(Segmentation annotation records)

____

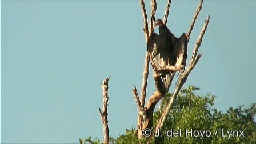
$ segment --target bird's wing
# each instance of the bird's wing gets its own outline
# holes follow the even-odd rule
[[[153,33],[149,37],[147,42],[147,51],[150,54],[151,63],[155,70],[155,69],[157,70],[160,69],[161,62],[158,41],[159,35]]]
[[[180,71],[180,74],[183,75],[186,67],[187,54],[187,37],[185,33],[183,33],[179,38],[178,39],[175,46],[177,60],[175,63]]]

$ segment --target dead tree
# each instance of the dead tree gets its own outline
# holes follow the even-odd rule
[[[171,5],[171,0],[167,1],[167,4],[166,9],[165,10],[165,13],[163,21],[164,24],[166,24],[167,21],[170,6]],[[200,12],[201,9],[202,8],[202,3],[203,1],[201,0],[195,11],[194,18],[190,25],[190,27],[189,28],[189,31],[186,34],[188,39],[187,40],[189,40],[190,34],[194,26],[195,20],[197,19],[197,16],[198,15],[199,13]],[[144,21],[143,31],[145,35],[146,42],[147,43],[147,41],[149,39],[149,36],[153,33],[154,31],[153,27],[155,22],[155,11],[157,10],[157,2],[156,0],[151,1],[151,14],[150,21],[149,29],[148,28],[147,17],[146,12],[146,9],[143,0],[140,0],[140,4],[142,10],[142,15]],[[197,53],[199,47],[200,47],[200,45],[201,44],[203,35],[205,33],[208,23],[209,22],[210,18],[210,17],[209,15],[205,21],[205,25],[202,29],[201,33],[198,37],[195,46],[194,46],[192,58],[190,60],[189,65],[187,66],[187,69],[185,69],[184,74],[182,75],[181,74],[179,75],[179,77],[178,78],[178,81],[177,82],[177,84],[176,85],[174,92],[173,95],[171,95],[171,98],[170,99],[169,103],[167,103],[167,105],[166,106],[165,109],[164,110],[160,119],[158,119],[158,123],[154,130],[154,133],[156,134],[158,134],[157,133],[158,131],[161,131],[161,130],[162,130],[166,118],[168,115],[168,114],[169,113],[170,111],[171,110],[173,102],[175,101],[177,96],[178,95],[182,86],[186,82],[189,74],[193,70],[193,69],[194,69],[195,65],[197,63],[197,62],[198,62],[199,59],[200,59],[202,55],[202,54],[197,54]],[[145,106],[145,103],[146,98],[147,79],[149,72],[149,63],[150,63],[150,55],[147,51],[146,53],[145,62],[144,65],[144,71],[143,74],[143,82],[142,82],[142,86],[141,88],[141,98],[139,98],[139,97],[138,94],[136,87],[134,86],[134,89],[133,90],[133,94],[135,99],[138,107],[138,110],[139,111],[138,121],[137,121],[137,130],[138,130],[137,132],[138,132],[138,137],[139,139],[143,138],[143,130],[145,129],[151,128],[153,123],[153,114],[154,109],[155,107],[155,106],[157,104],[157,103],[161,99],[163,96],[164,96],[166,94],[166,93],[168,92],[170,86],[171,85],[171,82],[173,81],[173,79],[175,74],[175,71],[174,71],[173,73],[171,73],[171,81],[170,82],[170,83],[169,85],[169,86],[167,88],[165,88],[165,87],[163,86],[163,79],[162,78],[154,77],[156,91],[150,97]],[[154,66],[153,65],[152,66],[153,67]],[[154,135],[151,135],[151,137],[154,137]]]
[[[107,105],[109,102],[109,80],[110,78],[107,78],[102,82],[101,86],[103,91],[103,106],[102,111],[99,108],[99,114],[101,115],[101,121],[102,121],[103,131],[103,143],[109,143],[109,125],[107,124]]]

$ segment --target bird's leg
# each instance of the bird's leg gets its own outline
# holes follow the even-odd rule
[[[166,67],[162,67],[161,69],[159,70],[161,71],[176,71],[179,70],[179,69],[177,66],[167,66]]]
[[[155,78],[159,78],[162,77],[162,73],[161,73],[159,71],[154,71],[154,77]]]

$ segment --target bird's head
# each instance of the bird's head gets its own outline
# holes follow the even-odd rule
[[[157,26],[161,26],[164,25],[165,24],[163,24],[163,21],[161,19],[158,19],[155,22],[155,25],[154,25],[153,29],[154,29]]]

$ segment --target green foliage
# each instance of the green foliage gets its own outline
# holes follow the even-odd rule
[[[158,142],[156,143],[254,143],[256,142],[256,123],[254,119],[256,103],[248,108],[244,108],[243,106],[235,109],[231,107],[223,113],[213,108],[215,96],[207,94],[205,97],[200,97],[195,94],[199,90],[189,86],[181,90],[173,103],[172,110],[166,118],[161,133],[162,137],[138,140],[135,129],[131,129],[126,130],[125,135],[116,139],[110,139],[110,143],[146,143],[147,142],[153,143],[155,141]],[[159,110],[154,113],[153,130],[171,96],[170,94],[167,94],[162,98]],[[186,131],[191,130],[194,135],[191,136],[191,133],[187,133],[186,135]],[[179,133],[177,137],[174,135],[175,130],[177,131],[175,133]],[[243,131],[242,134],[245,137],[241,135]],[[227,131],[232,134],[230,137]],[[205,133],[201,135],[200,132]]]

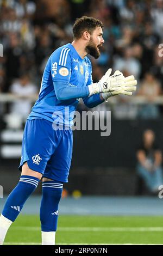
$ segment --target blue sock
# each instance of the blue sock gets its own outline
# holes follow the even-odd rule
[[[42,182],[42,198],[40,208],[41,230],[56,231],[58,217],[58,205],[61,197],[63,184],[50,181]]]
[[[26,200],[37,187],[39,181],[39,179],[33,176],[22,175],[17,185],[7,199],[2,215],[14,221]]]

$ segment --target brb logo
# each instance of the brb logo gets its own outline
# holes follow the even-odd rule
[[[163,44],[159,44],[159,48],[160,49],[159,51],[159,56],[163,57]]]
[[[52,76],[53,78],[55,77],[55,75],[57,75],[57,62],[53,62],[52,63]]]
[[[106,83],[106,82],[105,82],[103,83],[103,87],[104,89],[108,89],[108,83]]]
[[[36,164],[40,164],[40,161],[42,160],[42,158],[40,157],[39,156],[39,154],[38,155],[35,155],[32,157],[33,162],[33,163],[35,163]]]

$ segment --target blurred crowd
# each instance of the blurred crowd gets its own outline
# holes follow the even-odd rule
[[[115,117],[162,115],[163,108],[155,99],[163,95],[159,48],[163,43],[163,0],[0,0],[0,92],[24,95],[39,92],[48,57],[72,41],[74,21],[86,15],[104,26],[101,56],[91,58],[93,81],[110,67],[125,76],[134,75],[136,94],[147,100],[138,108],[130,106],[129,113],[128,98],[119,97]]]

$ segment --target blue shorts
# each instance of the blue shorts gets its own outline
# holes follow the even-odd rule
[[[23,137],[22,157],[18,167],[25,162],[30,169],[43,177],[68,182],[72,153],[72,131],[53,129],[45,119],[27,120]]]

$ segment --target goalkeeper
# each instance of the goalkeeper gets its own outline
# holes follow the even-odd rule
[[[86,56],[99,57],[99,47],[104,42],[102,28],[102,23],[96,19],[77,19],[72,44],[57,49],[47,63],[39,99],[24,128],[20,179],[0,217],[0,245],[42,177],[42,245],[55,244],[58,205],[63,184],[68,182],[72,157],[71,127],[79,99],[83,98],[86,106],[92,108],[114,95],[131,95],[136,89],[133,76],[124,77],[119,71],[111,76],[110,69],[98,82],[93,83],[91,63]],[[54,129],[56,120],[64,129]]]

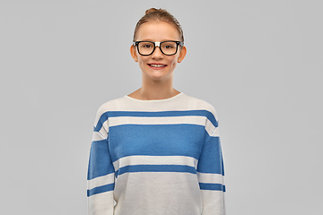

____

Work instructions -> Convert all of the data above into a JSON list of strings, with one string per line. Omit blank lines and the picture lines.

Complete output ->
[
  "$ segment --target bird's wing",
  "# each instance of the bird's wing gets its own outline",
  "# holes follow the even-odd rule",
  "[[[153,33],[149,37],[147,42],[147,51],[150,54],[151,63],[155,70],[155,69],[157,70],[160,69],[161,62],[158,41],[159,35]]]",
  "[[[180,71],[180,74],[183,75],[186,67],[187,54],[187,37],[185,33],[183,33],[179,38],[178,39],[175,46],[177,60],[175,63]]]",
  "$ segment --target dead tree",
  "# each instance of the dead tree gets its own outline",
  "# holes follow the even-odd rule",
  "[[[171,5],[171,0],[167,1],[167,4],[166,9],[165,10],[165,13],[163,21],[164,24],[166,24],[167,21],[170,6]],[[200,12],[201,9],[202,8],[202,3],[203,1],[201,0],[195,11],[194,18],[190,25],[190,27],[189,28],[189,31],[186,34],[188,39],[187,40],[189,40],[190,34],[194,26],[195,20],[197,19],[197,16],[198,15],[199,13]],[[144,21],[143,31],[145,35],[146,42],[147,43],[147,41],[149,39],[149,36],[153,33],[154,31],[153,27],[155,22],[155,11],[157,10],[157,2],[156,0],[151,1],[151,14],[150,21],[149,29],[148,28],[147,17],[146,12],[146,9],[143,0],[140,0],[140,4],[142,10],[142,15]],[[197,53],[199,47],[200,47],[200,45],[201,44],[203,35],[205,33],[208,23],[209,22],[210,18],[210,17],[209,15],[205,21],[205,25],[202,29],[201,33],[198,37],[195,46],[194,46],[192,58],[190,60],[189,65],[187,66],[187,69],[185,69],[184,74],[182,75],[181,74],[179,75],[179,77],[178,78],[178,81],[177,82],[177,84],[176,85],[174,92],[173,95],[171,95],[171,98],[170,99],[169,103],[167,103],[167,105],[166,106],[165,109],[164,110],[160,119],[158,119],[158,123],[154,130],[154,133],[156,134],[158,134],[157,133],[158,131],[161,131],[161,130],[162,130],[166,118],[168,115],[168,114],[169,113],[170,111],[171,110],[173,102],[175,101],[177,96],[178,95],[182,86],[186,82],[189,74],[193,70],[193,69],[194,69],[195,65],[197,63],[197,62],[198,62],[199,59],[200,59],[202,55],[202,54],[197,54]],[[145,106],[145,103],[146,98],[147,79],[149,72],[149,63],[150,63],[150,55],[147,51],[146,53],[145,62],[144,65],[144,71],[143,74],[143,82],[142,82],[142,86],[141,88],[141,98],[139,98],[139,97],[138,94],[136,87],[134,86],[134,89],[133,90],[133,94],[135,99],[138,107],[138,110],[139,111],[138,121],[137,121],[137,130],[138,130],[137,132],[138,132],[138,137],[139,139],[143,138],[143,130],[145,129],[151,128],[153,123],[153,114],[154,109],[155,107],[155,106],[157,104],[157,103],[161,99],[163,96],[164,96],[166,94],[166,93],[168,92],[170,86],[171,85],[171,82],[173,81],[173,79],[175,74],[175,71],[174,71],[173,73],[171,73],[171,81],[170,82],[170,83],[169,85],[169,86],[167,88],[165,88],[165,87],[163,86],[163,79],[162,78],[154,77],[156,91],[150,97]],[[154,66],[153,65],[152,66],[153,67]],[[154,135],[151,135],[151,137],[154,137]]]",
  "[[[107,105],[109,102],[109,80],[110,78],[107,78],[102,82],[101,86],[103,91],[103,106],[102,111],[99,108],[99,114],[101,115],[101,121],[102,121],[103,131],[103,143],[109,143],[109,125],[107,124]]]",
  "$ segment --target bird's leg",
  "# each instance of the bird's leg gets its own outline",
  "# holes follow the even-odd rule",
  "[[[166,67],[162,67],[161,69],[159,70],[161,71],[176,71],[179,70],[179,69],[177,66],[167,66]]]",
  "[[[155,78],[159,78],[162,77],[162,73],[161,73],[159,71],[154,71],[154,77]]]",
  "$ segment --target bird's head",
  "# each instance of the bird's head gets its own outline",
  "# holes follow the even-odd rule",
  "[[[157,26],[161,26],[164,25],[165,24],[163,24],[163,21],[161,19],[158,19],[155,22],[155,25],[154,25],[153,29],[154,29]]]",
  "$ segment --target green foliage",
  "# each instance of the green foliage gets its own outline",
  "# holes follow the even-odd rule",
  "[[[158,142],[156,143],[254,143],[256,142],[256,123],[254,119],[256,103],[248,108],[244,108],[243,106],[235,109],[231,107],[223,113],[213,108],[215,96],[207,94],[205,97],[200,97],[195,94],[199,90],[189,86],[181,90],[173,103],[172,110],[166,118],[161,133],[162,137],[138,140],[135,129],[131,129],[126,130],[125,135],[116,139],[110,139],[110,143],[146,143],[147,142],[153,143],[155,141]],[[159,110],[154,113],[153,130],[171,96],[170,94],[167,94],[162,98]],[[186,131],[191,130],[194,135],[191,136],[191,133],[187,133],[186,135]],[[179,133],[177,137],[174,135],[175,130],[177,131],[175,133]],[[243,131],[242,134],[245,137],[241,135]],[[227,131],[232,134],[230,137]],[[205,133],[201,135],[200,132]]]",
  "$ segment --target blue sock",
  "# each instance of the blue sock gets its own outline",
  "# holes follow the even-odd rule",
  "[[[42,182],[42,198],[40,208],[41,230],[56,231],[58,217],[58,205],[61,197],[63,184],[50,181]]]",
  "[[[26,200],[37,187],[39,181],[39,179],[33,176],[22,175],[17,185],[7,199],[2,215],[14,221]]]",
  "$ segment --target brb logo",
  "# each instance of the brb logo gets its own outline",
  "# holes follow the even-odd rule",
  "[[[163,44],[159,44],[159,48],[160,49],[159,51],[159,56],[163,57]]]",
  "[[[52,76],[53,78],[55,77],[55,75],[57,75],[57,62],[53,62],[52,63]]]",
  "[[[106,83],[106,82],[105,82],[103,83],[103,87],[104,89],[108,89],[108,83]]]",
  "[[[36,164],[40,164],[40,161],[42,160],[42,158],[40,157],[39,156],[39,154],[38,155],[35,155],[32,157],[33,162],[33,163],[35,163]]]",
  "$ segment --target blurred crowd",
  "# each instance of the blurred crowd gets its own outline",
  "# holes follow the even-odd rule",
  "[[[115,117],[162,115],[163,108],[155,99],[163,95],[159,48],[163,43],[163,0],[0,0],[0,92],[24,95],[39,92],[48,57],[72,41],[74,21],[86,15],[104,26],[101,56],[91,58],[93,81],[110,67],[125,76],[134,75],[136,94],[147,100],[138,108],[130,106],[129,113],[128,98],[119,97]]]",
  "$ segment --target blue shorts",
  "# each instance of the blue shorts gets its own outline",
  "# holes follow the even-odd rule",
  "[[[23,137],[22,157],[18,167],[25,162],[30,169],[43,177],[68,182],[72,153],[72,131],[53,129],[45,119],[27,120]]]",
  "$ segment --target goalkeeper",
  "# each instance of the goalkeeper gets its own outline",
  "# holes follow the even-odd rule",
  "[[[86,56],[99,57],[99,47],[104,42],[102,28],[102,23],[96,19],[77,19],[72,44],[57,49],[47,63],[39,99],[24,128],[20,179],[0,217],[0,245],[42,177],[42,245],[55,244],[58,205],[63,184],[68,182],[72,157],[71,127],[79,99],[83,98],[86,106],[92,108],[114,95],[131,95],[136,89],[133,76],[124,77],[119,71],[111,76],[110,69],[98,82],[93,83],[91,63]],[[54,129],[56,120],[64,129]]]"
]